__WHAT NEEDS TO BE DONE__. Repeat the listing that follows exactly. Pictures are not part of the copy.
/---
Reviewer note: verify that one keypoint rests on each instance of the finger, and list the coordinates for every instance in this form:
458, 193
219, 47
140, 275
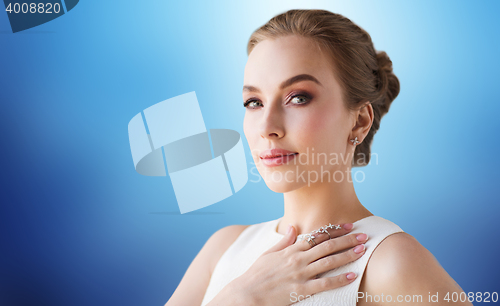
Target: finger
335, 245
334, 231
286, 241
334, 261
327, 283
\---
__TASK ANSWER__.
Reviewer note: verify that one keypoint rests on each instance of the finger, and list the coordinates for every instance in this form:
458, 193
219, 47
140, 275
Target: finger
335, 245
334, 231
286, 241
334, 261
327, 283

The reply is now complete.